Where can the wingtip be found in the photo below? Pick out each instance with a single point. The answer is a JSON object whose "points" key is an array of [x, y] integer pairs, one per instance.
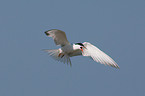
{"points": [[46, 32]]}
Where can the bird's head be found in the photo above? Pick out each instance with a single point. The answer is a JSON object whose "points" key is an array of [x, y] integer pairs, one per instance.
{"points": [[79, 46]]}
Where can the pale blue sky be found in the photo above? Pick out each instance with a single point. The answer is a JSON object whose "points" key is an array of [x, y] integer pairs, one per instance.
{"points": [[117, 27]]}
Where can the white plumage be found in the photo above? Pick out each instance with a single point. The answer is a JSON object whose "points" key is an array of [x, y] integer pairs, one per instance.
{"points": [[67, 50]]}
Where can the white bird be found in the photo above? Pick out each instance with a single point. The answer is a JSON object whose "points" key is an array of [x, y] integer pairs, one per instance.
{"points": [[68, 50]]}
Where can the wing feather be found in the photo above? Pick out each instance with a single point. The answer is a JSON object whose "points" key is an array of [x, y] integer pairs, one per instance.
{"points": [[97, 55]]}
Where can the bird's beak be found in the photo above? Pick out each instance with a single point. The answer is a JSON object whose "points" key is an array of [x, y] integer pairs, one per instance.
{"points": [[46, 32]]}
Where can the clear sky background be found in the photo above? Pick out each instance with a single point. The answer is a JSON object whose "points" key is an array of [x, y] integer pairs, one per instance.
{"points": [[117, 27]]}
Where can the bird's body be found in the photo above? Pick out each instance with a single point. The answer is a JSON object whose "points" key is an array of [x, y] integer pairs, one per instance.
{"points": [[68, 50]]}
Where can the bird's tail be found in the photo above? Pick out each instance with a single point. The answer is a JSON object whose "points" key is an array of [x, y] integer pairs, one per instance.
{"points": [[55, 54]]}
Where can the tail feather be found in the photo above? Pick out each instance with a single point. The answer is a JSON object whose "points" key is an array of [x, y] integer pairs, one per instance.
{"points": [[55, 54]]}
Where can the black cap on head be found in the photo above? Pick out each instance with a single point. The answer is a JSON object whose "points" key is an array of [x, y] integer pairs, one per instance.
{"points": [[79, 44]]}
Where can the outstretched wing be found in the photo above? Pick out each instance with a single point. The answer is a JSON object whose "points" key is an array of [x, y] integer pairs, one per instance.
{"points": [[98, 55], [58, 36]]}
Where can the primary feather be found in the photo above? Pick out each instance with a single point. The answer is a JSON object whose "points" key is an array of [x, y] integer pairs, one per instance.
{"points": [[97, 55]]}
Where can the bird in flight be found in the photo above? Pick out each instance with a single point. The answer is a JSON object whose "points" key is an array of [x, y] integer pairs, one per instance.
{"points": [[68, 50]]}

====

Reproduce all of the rows above with "instance" swapped for "occurrence" everywhere and nothing else altered. Omit the pictures.

Where can the wingtip be found in the photo below? Pick out each occurrence with a single point. The answer is a JSON object whose "points" key is an array of [x, y] integer pairs, one per occurrence.
{"points": [[46, 32]]}
Where can the bird's head be found in the photo above? Pick out each occurrence with a single point. The answer is a JSON object whose "points" key is an array of [x, y] integer pairs, one per occurrence.
{"points": [[79, 46]]}
Where can the pale blue sky be found in the photo above? Pick out each occurrence with a single point. The answer is a JSON object whose "points" key is an array of [x, y] integer pairs, one per occurrence.
{"points": [[117, 27]]}
Where can the white plumage be found in the photo above? Pick out each occurrence with a single point. The answer is a JSON object whose "points" key is an array of [x, y] integer pairs, one per occurrence.
{"points": [[67, 50]]}
Where can the white bird be found in the photo above? Pick out each occurrence with a single point. The answer is a JSON object whose "points" key is an array of [x, y] integer pairs, one per occurrence.
{"points": [[68, 50]]}
Where can the wing feather be found in the photo above? Pick out each occurrence with a single point. The answer is a JSON object whose "points" key is an array of [x, y] integer pairs, one per occurrence.
{"points": [[97, 55]]}
Where can the bird's beak be found in the photo above? Pick out each occurrence with a single point. The answer is a JSON object whose "points" key is an array of [x, y] integer pairs, one per occurrence.
{"points": [[46, 32]]}
Where can the clear sky background be found in the photo above? Pick out each occurrence with a single point. The answer is a JSON object whose "points" key is an array of [x, y] integer pairs, one per occurrence.
{"points": [[117, 27]]}
Where can the bird's body be found in the photo above? Pick out each occurrence with a single point. The answer is a JSON object whose "points" key is an array of [x, y] integer pairs, one per occurrence.
{"points": [[68, 50]]}
Where can the bird's tail be found in the photo above? Pick out each occurrence with a single point. The answer is a JSON object whose "points" key is an array of [x, y] integer pairs, one per occurrence.
{"points": [[55, 54]]}
Where can the tail feather be found in the photo above? Pick out each occurrence with a single point. The answer is a JSON object whose "points" key is an array of [x, y] integer pairs, one per occurrence.
{"points": [[55, 54]]}
Where can the black cap on head be found in the photo above? Pick out each occurrence with a single point. The answer is a JSON object whose "points" key is an array of [x, y] integer pairs, one per occurrence.
{"points": [[79, 44]]}
Where can the outstretched wing be found in the photo above? Pick out each occurrence with a single point. The answer is a JSON object whose "points" key is an array of [x, y] integer pairs, one per occurrence.
{"points": [[98, 55], [58, 36]]}
Where can the primary feather be found in the photo above? Pick out each occurrence with a single point. The answer is a JSON object whose "points" key is an array of [x, y] integer pairs, one per occurrence.
{"points": [[97, 55]]}
Where can the bird in flight be found in the photo above? Pick out each occurrence with a single point. The answer is a JSON object whose "points" key is an array of [x, y] integer pairs, one per occurrence.
{"points": [[68, 50]]}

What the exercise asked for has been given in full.